The records below are to be transcribed in full, exactly as given.

┄┄┄┄┄┄

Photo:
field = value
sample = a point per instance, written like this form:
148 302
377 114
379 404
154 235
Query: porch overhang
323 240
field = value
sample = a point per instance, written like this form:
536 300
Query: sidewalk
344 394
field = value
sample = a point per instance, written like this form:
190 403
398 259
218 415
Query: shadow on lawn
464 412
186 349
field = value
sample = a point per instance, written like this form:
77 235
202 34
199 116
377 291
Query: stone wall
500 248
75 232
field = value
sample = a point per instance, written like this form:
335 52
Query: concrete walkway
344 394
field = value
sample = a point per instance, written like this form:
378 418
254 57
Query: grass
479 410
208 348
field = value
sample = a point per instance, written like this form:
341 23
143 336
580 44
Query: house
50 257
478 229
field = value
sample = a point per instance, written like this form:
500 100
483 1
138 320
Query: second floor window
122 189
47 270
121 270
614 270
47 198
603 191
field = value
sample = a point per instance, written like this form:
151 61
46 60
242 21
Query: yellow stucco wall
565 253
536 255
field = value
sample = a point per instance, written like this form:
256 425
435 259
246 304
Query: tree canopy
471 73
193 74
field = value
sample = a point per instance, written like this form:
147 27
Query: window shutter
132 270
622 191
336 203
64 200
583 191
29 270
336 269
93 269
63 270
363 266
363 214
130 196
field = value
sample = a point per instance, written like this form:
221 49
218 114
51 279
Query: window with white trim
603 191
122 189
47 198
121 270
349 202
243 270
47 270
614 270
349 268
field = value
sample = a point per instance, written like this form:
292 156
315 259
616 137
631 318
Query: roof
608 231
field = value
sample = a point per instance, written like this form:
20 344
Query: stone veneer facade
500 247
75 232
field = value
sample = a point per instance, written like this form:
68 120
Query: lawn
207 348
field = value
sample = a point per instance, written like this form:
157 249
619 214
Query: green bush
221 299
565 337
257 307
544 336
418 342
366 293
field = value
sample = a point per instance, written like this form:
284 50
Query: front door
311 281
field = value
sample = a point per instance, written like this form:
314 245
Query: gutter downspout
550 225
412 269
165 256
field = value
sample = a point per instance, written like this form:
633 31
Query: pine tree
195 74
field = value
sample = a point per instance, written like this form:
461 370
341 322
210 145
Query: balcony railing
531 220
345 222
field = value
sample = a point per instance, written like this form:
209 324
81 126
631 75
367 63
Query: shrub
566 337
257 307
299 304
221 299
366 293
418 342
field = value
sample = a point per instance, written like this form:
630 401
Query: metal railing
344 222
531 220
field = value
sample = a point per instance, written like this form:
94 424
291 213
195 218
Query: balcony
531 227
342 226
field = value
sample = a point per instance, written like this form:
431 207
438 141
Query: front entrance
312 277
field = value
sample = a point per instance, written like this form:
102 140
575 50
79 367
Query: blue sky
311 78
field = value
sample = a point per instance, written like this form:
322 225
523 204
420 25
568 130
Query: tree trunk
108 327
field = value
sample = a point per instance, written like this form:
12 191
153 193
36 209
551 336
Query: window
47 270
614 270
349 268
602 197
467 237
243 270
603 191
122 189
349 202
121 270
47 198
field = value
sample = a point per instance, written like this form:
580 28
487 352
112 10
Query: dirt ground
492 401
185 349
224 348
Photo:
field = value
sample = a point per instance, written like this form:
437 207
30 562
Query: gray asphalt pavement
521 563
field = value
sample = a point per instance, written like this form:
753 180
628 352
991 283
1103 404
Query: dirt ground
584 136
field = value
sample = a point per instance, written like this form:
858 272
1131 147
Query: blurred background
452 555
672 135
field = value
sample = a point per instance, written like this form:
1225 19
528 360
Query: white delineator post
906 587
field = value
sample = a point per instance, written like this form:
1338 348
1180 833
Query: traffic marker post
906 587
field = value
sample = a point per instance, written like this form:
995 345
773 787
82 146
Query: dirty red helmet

┄┄┄┄┄┄

▶ [Written solution]
Photo:
field = value
sample = a point per instance, written like this form:
148 302
377 114
379 404
154 235
Query: porch overhang
323 240
field = value
sample = a point per instance, written like this form:
536 300
Query: sidewalk
344 394
field = value
sample = a point per instance, written like this form:
190 403
398 259
218 415
Query: shadow on lawn
464 412
186 349
field = value
sample = a point per instance, written like this form:
77 235
202 34
199 116
377 291
Query: stone wall
500 248
75 232
field = value
sample = a point per instance, written like this form:
335 52
Query: concrete walkway
344 394
field = value
sample = a point per instance, written like this form:
378 418
254 57
Query: grass
479 410
208 348
field = value
sample = a point per instance, written like this form:
341 23
143 336
580 44
Query: house
50 257
478 229
field = value
sample = a point per instance, written like this form:
500 100
483 1
138 320
Query: second floor window
122 189
47 270
121 270
614 270
47 198
603 191
field = value
sample = a point per instance, written like this form:
151 61
46 60
242 21
Query: yellow stucco wall
565 253
536 255
field = value
sample = a point per instance, written like this form:
256 425
435 259
246 304
Query: tree canopy
471 73
193 74
field = value
sample = a point per instance, written like this form:
147 27
Query: window shutter
132 270
622 191
336 203
64 200
583 191
29 270
336 269
93 269
63 270
363 266
363 214
130 196
field = value
sample = a point per instance, written like this form:
221 49
218 114
51 279
Query: window with white trim
603 191
122 189
47 198
121 270
349 202
243 270
47 270
614 270
349 268
field = value
sample = a point per instance, written like this form:
292 156
315 259
616 137
631 318
Query: roof
608 231
field = value
sample = a point per instance, written like this form:
20 344
Query: stone veneer facade
500 247
75 232
field = value
sample = a point per instance, written like this form:
68 120
Query: lawn
207 348
field = value
sample = a point per instance, written like this form:
157 249
619 214
Query: green bush
221 299
565 337
257 307
544 336
418 342
366 293
field = value
sample = a point per instance, written like this form:
284 50
Query: front door
311 281
field = value
sample = a point per instance, written like this form:
314 245
Query: gutter downspout
550 225
412 269
165 256
field = value
sample = a point per instance, written like this form:
633 31
Query: pine tree
195 74
field = value
sample = a point per instance, written like this form:
461 370
341 322
210 145
Query: balcony railing
531 220
345 222
field = value
sample = a point per instance, written like this form:
209 324
81 126
631 75
367 63
Query: shrub
566 337
257 307
299 304
221 299
366 293
418 342
field = value
sample = a point per instance, written like this form:
630 401
Query: metal railing
344 222
531 220
field = value
sample = a point per instance, written like this form:
94 424
291 213
195 218
Query: balcony
531 227
342 226
field = value
sample = a point per instance, written like this form:
431 207
438 141
Query: front entrance
312 277
field = value
sample = a point per instance, written like this form:
102 140
575 50
79 367
Query: blue sky
311 78
field = value
sample = a point per instance, written like this form:
322 225
523 204
420 25
568 130
Query: tree trunk
108 327
field = value
sample = a point per instance, written like this form:
12 191
153 193
36 209
551 336
Query: window
47 270
614 270
349 268
602 197
467 237
243 270
603 191
122 189
349 202
121 270
47 198
field = value
sample = a point per instance, written like this form:
580 28
487 352
112 10
Query: dirt ground
492 401
185 349
224 348
Photo:
field = value
sample = a point per instance, written like this form:
437 207
30 562
Query: gray asphalt pavement
521 563
field = value
sample = a point per instance, written like this form:
753 180
628 352
991 283
1103 404
Query: dirt ground
584 136
field = value
sample = a point per instance, written like this form:
858 272
1131 147
Query: blurred background
452 555
672 135
field = value
sample = a point per instance, written like this form:
1225 19
528 360
Query: white delineator post
906 587
field = value
sample = a point per instance, written like this form:
1338 348
1180 833
Query: traffic marker post
906 587
field = value
sample = a point per instance, written like this form:
995 345
773 787
82 146
Query: dirty red helmet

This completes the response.